• Document passage:

This allows us to see what the mean std and pct activation levels are, letting us see areas of the network that require further analysis 

In [None]:
learn.activation_stats.plot_layer_stats(151) 

In [None]:
learn.recorder.plot_sched()

In [None]:
learn.activation_stats.color_dim(-4)

### Export the model

In [None]:
# Export model so we can use it for other things
# Note - this kills the model 
#TODO find better naming convention 
new_model = "mrghg_230221_resnet34"
learn.export(f"{c.model_dir}/{new_model}.pkl")

In [None]:
# Import model and test to see if it hasn't broken in the export process.
imported_learner = load_learner(f"{c.model_dir}/{c.model_name}.pkl")

In [None]:
# Predict from imported learner
imported_learner.predict(f"{c.png_dir}/-0.73212695655741_51.2533785354393.png")

#### Notes on Image Predictions

A lower learning rate appears to cause slower training with more sophisticated conclusions. Sophistication also appears to arise from a deeper network, but I'm hitting a wall at roughly 0.6 rmse.

• Exercise: Can you reproduce the part of the training notebook above, word for word, that opens with the words containing "This allows us" and closes with "learn.activation_stats.plot_layer_stats(151)"?

• Provided information:
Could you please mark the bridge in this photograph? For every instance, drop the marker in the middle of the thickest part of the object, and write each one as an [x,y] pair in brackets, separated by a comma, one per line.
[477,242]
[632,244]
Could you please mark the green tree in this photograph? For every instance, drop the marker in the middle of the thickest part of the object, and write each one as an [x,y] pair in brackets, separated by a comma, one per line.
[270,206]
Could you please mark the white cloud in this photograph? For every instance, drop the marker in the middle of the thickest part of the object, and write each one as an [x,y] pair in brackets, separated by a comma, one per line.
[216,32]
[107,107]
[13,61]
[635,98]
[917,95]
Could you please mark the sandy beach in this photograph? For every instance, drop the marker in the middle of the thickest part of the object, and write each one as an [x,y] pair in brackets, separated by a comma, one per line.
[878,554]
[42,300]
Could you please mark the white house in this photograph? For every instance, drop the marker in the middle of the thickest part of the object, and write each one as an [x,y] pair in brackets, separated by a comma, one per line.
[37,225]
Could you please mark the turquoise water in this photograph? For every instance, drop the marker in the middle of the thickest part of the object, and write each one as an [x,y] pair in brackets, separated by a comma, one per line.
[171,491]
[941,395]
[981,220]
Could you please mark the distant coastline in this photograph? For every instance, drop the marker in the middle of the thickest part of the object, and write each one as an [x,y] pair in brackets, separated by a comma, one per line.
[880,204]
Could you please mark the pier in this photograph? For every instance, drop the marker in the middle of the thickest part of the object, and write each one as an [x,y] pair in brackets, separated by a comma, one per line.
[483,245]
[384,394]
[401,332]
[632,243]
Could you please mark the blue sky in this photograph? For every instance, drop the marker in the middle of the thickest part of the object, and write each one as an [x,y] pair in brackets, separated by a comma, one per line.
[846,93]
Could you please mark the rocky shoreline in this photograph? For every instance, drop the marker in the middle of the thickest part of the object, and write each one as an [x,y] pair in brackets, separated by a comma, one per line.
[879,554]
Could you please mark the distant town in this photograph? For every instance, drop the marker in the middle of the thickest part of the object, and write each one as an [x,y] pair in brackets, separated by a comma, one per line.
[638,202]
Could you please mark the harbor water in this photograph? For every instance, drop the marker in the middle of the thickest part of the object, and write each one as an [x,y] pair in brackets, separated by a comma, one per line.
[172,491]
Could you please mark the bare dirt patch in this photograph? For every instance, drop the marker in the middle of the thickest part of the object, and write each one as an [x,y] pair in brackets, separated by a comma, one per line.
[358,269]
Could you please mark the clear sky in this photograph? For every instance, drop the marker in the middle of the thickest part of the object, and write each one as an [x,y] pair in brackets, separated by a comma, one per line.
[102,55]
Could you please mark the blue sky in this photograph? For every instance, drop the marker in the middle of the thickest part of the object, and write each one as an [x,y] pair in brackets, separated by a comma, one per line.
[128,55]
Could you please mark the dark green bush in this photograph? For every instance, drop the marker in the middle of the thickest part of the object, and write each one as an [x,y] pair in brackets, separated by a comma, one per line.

• The reply:
This allows us to see what the mean std and pct activation levels are, letting us see areas of the network that require further analysis 

In [None]:
learn.activation_stats.plot_layer_stats(151)